» Teks bacaan
# # # #
Di hari Ibu ini, saya ingin mereview film bergenre keluarga ini yang sedang tayang di Bioskop yaitu Bila Esok Ibu Tiada. Entah mengapa, film ini seolah begitu pas untuk di tonton di hari ini.Â
Dari judulnya, terasa vibes Hari Ibu yang jatuh pada hari ini. Thriller film ini pun saya lihat cukup menarik, sehingga saya pun menonton bersama keluarga minggu lalu, dan baru sempat menulis reviewnya.Â
Film ini begitu menggambarkan kasih sayang Ibunda kepada anak-anaknya. Meskipun ia sendiri sedang dalam kondisi sedih, sepi, galau dan rindu. Sebuah keadaan aktual, yang banyak dirasakan banyak Ibu di Indonesia, bahkan di Dunia. Yang kesulitan untuk menceritakan perasaan yang dialaminya.
Film ini dibuat berdasarkan novel best seller berjudul sama karya Nuy Nagiga. Sedangkan untuk versi filmnya, naskah film Bila Esok Ibu Tiada ditulis oleh Oka Aurora. Dan mulai tayang di bioskop sejak 14 November 2024.
Film Bila Esok Ibu Tiada berkisah tentang seorang Ibu, Rahmi namanya (diperankan oleh Christine Hakim) dan keempat anaknya, Ranika (Adinia Wirasti), Rangga (Fedi Nuril), Rania (Amanda Manopo), dan Hening (Yasmin Napper).
Di awal film dikisahkan bahwa Ibu Rahmi membesarkan keempat anaknya dengan penuh kasih sayang bersama dengan suaminya, Haryo (diperankan oleh Slamet Rahardjo). Kemudian meninggalnya sang suami menyisakan duka mendalam bagi sang istri, karena kepergiannya yang mendadak.
Dari kepergian Bapak Haryo, alur cerita dan konflik film pun dimulai. Terlihat beragam masalah yang dihadapi Ibu Rahmi dan anak-anaknya. Maka dari film ini saya belajar banyak hal:
Kasih Ibu sepanjang masa, namun banyak anak tak menjamin hidup bahagia.
# # # #
» Soal singkat 1
Ambil setiap baris dari entri di bawah yang memuat kata "cricket".

» Data untuk diolah
# # # #
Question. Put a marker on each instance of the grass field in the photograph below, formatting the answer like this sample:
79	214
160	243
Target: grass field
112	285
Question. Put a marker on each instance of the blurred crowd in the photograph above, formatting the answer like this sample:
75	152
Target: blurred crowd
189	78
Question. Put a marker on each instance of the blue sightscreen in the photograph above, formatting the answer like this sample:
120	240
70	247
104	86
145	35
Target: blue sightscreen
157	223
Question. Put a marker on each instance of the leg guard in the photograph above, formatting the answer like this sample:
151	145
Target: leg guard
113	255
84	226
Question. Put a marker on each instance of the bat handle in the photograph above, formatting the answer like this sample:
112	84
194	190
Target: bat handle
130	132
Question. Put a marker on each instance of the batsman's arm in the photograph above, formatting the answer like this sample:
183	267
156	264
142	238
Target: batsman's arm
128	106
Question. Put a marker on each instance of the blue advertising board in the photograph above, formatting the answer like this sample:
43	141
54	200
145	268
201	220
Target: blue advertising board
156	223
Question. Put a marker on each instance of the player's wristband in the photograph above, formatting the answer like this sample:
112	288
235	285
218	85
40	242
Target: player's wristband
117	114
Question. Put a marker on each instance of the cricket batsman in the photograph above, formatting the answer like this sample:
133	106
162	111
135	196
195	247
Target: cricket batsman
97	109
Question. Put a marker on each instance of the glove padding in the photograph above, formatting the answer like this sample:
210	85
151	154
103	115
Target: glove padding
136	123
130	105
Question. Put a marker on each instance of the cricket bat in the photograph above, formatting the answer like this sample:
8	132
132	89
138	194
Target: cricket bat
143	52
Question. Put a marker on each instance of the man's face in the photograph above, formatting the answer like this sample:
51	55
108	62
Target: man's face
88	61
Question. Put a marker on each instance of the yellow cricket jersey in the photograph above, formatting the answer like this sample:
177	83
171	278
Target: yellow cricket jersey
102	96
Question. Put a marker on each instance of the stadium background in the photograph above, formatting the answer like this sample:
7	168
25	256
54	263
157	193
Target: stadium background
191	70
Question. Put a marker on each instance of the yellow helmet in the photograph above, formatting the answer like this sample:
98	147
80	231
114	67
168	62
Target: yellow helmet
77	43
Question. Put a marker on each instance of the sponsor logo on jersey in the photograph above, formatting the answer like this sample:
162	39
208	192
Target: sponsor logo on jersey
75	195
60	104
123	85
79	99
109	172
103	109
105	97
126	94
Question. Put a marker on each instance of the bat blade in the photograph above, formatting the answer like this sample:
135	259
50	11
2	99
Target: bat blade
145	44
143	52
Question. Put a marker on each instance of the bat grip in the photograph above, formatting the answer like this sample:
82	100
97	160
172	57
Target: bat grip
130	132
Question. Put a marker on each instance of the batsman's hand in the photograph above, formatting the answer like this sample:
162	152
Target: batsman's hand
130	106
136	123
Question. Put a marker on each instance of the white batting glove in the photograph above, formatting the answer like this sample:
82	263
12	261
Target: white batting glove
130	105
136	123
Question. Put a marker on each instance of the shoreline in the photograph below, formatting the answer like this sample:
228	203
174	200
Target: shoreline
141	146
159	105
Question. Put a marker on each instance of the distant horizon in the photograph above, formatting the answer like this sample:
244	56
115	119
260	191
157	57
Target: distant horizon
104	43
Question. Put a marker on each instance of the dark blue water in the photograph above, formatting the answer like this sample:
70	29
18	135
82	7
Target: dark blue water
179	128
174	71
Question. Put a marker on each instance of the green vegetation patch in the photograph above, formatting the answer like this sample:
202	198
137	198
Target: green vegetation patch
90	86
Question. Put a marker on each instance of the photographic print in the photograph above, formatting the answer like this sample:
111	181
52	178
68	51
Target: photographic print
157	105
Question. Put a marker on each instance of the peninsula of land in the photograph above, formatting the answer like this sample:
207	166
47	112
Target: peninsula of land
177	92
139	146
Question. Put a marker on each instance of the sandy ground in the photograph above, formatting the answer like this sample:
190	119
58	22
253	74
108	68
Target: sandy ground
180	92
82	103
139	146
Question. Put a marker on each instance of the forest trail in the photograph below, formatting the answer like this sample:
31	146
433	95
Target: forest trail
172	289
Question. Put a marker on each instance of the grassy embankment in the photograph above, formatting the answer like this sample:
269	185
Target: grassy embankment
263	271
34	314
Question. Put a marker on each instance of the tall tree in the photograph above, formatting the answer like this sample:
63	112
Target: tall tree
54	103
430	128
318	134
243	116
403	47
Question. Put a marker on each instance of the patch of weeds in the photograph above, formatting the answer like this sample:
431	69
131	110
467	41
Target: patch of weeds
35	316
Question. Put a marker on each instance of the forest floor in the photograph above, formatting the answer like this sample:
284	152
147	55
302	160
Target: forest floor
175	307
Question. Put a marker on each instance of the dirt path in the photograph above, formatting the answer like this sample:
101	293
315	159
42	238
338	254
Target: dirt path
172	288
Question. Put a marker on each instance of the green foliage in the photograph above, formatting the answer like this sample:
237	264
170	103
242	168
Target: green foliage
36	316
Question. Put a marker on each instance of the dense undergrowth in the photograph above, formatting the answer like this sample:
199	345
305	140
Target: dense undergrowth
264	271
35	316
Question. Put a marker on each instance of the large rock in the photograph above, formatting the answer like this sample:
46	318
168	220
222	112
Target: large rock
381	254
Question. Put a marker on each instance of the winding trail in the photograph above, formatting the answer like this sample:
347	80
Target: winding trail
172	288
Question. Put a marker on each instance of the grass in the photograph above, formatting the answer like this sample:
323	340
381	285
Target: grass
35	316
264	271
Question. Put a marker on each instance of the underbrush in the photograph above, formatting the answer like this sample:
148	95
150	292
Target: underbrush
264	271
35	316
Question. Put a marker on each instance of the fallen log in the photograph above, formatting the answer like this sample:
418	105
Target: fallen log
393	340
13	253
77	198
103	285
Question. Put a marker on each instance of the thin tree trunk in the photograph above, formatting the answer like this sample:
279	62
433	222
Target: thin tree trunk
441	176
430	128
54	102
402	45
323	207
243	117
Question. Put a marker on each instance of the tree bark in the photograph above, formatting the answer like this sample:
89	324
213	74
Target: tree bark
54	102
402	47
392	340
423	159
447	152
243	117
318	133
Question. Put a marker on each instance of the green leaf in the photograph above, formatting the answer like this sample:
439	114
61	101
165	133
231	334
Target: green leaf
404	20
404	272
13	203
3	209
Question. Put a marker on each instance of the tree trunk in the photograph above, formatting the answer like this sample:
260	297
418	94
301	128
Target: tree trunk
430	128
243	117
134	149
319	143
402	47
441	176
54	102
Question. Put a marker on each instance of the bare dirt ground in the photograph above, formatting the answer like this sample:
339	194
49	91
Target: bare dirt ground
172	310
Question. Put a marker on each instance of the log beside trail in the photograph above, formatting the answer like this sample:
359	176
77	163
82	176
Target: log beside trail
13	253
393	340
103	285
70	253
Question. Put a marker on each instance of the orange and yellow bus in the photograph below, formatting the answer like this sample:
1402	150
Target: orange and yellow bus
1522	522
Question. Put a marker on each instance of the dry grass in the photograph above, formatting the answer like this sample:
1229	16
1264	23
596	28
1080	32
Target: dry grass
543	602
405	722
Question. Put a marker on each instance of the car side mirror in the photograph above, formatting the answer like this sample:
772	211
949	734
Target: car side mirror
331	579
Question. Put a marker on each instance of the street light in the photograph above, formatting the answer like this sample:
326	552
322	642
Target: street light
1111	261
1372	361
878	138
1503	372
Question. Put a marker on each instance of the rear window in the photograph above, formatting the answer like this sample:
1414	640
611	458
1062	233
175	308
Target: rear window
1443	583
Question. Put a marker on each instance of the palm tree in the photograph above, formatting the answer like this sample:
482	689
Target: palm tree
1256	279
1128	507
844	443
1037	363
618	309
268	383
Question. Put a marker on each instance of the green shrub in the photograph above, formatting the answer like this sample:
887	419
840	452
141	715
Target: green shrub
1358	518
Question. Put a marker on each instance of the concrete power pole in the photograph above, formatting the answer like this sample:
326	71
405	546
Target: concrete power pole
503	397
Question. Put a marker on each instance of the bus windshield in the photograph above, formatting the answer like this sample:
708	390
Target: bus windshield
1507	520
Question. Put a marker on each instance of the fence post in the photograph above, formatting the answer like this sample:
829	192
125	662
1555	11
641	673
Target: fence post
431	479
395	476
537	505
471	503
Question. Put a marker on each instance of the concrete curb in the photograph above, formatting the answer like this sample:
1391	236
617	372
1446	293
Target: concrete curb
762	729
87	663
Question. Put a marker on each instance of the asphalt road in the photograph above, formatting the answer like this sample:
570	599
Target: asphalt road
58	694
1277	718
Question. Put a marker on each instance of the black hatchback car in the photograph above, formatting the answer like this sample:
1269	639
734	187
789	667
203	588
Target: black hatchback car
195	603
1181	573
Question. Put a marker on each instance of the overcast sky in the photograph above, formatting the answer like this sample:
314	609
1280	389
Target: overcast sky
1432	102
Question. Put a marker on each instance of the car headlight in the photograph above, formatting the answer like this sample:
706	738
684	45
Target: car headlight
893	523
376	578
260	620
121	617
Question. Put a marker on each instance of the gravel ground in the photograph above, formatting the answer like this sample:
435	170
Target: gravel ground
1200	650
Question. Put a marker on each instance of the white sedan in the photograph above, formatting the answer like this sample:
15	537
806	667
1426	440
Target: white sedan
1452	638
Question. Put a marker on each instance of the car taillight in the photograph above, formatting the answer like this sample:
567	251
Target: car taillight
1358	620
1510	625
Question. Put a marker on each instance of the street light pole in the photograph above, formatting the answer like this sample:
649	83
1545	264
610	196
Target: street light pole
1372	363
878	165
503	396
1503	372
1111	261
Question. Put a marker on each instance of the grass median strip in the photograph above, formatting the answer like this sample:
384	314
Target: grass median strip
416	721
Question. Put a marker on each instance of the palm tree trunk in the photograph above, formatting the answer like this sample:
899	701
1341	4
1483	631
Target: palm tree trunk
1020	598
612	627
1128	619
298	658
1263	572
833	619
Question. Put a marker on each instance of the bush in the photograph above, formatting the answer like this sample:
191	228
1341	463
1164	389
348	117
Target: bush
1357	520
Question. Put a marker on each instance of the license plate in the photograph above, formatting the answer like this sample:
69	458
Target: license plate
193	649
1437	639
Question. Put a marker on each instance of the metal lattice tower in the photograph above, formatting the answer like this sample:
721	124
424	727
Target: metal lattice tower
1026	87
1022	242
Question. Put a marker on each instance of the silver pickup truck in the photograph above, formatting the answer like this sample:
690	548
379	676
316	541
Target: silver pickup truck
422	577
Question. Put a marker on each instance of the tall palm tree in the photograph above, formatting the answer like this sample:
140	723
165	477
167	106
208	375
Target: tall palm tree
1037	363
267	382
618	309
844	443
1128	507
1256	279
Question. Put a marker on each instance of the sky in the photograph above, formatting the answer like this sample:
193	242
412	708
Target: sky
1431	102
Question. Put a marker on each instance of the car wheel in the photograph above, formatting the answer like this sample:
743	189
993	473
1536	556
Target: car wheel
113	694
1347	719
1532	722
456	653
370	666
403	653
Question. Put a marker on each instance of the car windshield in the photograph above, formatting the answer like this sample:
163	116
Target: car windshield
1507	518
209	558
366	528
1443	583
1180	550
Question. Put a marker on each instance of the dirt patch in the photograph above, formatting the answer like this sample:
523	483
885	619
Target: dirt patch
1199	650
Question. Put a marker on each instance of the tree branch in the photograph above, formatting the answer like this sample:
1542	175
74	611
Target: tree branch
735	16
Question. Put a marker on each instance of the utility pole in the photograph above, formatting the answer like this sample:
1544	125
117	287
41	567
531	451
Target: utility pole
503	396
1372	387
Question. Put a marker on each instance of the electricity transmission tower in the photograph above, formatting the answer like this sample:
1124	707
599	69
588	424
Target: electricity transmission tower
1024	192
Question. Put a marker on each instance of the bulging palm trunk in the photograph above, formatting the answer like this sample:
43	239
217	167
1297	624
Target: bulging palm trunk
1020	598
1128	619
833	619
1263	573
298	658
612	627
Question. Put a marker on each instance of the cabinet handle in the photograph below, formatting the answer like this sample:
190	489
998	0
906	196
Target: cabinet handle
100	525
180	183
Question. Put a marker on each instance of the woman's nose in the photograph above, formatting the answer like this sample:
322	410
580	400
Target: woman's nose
# # # #
» Soal singkat 2
Menurut ulasan film di atas, siapa yang menulis naskah versi film Bila Esok Ibu Tiada?

» Jawaban soal 1
Question. Put a marker on each instance of the cricket batsman in the photograph above, formatting the answer like this sample:
Target: cricket batsman
Question. Put a marker on each instance of the cricket bat in the photograph above, formatting the answer like this sample:
Target: cricket bat
Question. Put a marker on each instance of the yellow cricket jersey in the photograph above, formatting the answer like this sample:
Target: yellow cricket jersey

» Jawaban soal 2
Oka Aurora.